- To do
Render the data from its beginning through the line containing "instruction: provide the mask of every instance of the stone" as a numbered list, both ends included. Omit blank lines and leave the pictures out.

══ Exercise data

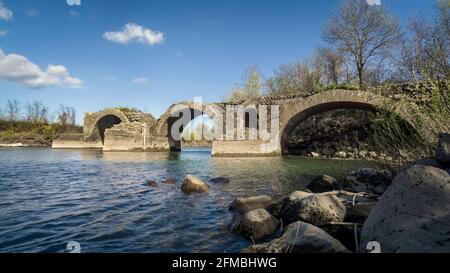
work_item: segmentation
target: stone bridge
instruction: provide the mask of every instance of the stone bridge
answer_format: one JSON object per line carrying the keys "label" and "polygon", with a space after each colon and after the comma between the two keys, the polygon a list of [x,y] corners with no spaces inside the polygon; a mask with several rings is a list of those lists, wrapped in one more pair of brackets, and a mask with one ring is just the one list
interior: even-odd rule
{"label": "stone bridge", "polygon": [[[405,100],[404,96],[399,94],[379,95],[359,90],[329,90],[306,97],[261,97],[242,102],[240,105],[244,108],[243,112],[237,111],[230,117],[222,118],[218,118],[222,116],[218,114],[234,109],[237,105],[182,102],[170,106],[159,119],[148,113],[115,108],[86,113],[84,134],[61,136],[53,142],[53,147],[101,148],[104,151],[179,151],[181,142],[178,136],[181,132],[173,133],[172,127],[186,113],[190,113],[189,120],[204,114],[211,117],[216,125],[222,125],[223,132],[219,133],[212,144],[214,156],[281,155],[286,152],[288,136],[298,124],[310,116],[336,109],[395,113],[427,142],[434,142],[438,133],[431,130],[435,127],[430,126],[432,120],[421,113],[418,105]],[[269,123],[270,117],[278,118],[279,121],[278,124],[267,125],[266,131],[272,135],[269,140],[259,136],[256,139],[250,138],[251,131],[260,126],[258,119],[262,113],[260,111],[262,105],[278,108],[278,111],[274,111],[275,108],[267,111]],[[249,116],[252,114],[258,120],[256,126],[248,124]],[[448,124],[446,126],[444,130],[442,127],[439,129],[448,132]],[[244,139],[236,139],[239,128],[245,131]]]}

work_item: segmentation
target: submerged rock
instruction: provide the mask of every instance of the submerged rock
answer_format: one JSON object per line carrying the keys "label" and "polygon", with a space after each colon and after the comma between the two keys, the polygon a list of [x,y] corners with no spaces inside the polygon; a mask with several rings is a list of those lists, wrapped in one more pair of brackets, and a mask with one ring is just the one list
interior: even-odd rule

════

- The output
1. work_item: segmentation
2. target: stone bridge
3. instruction: provide the mask of every instance of the stone bridge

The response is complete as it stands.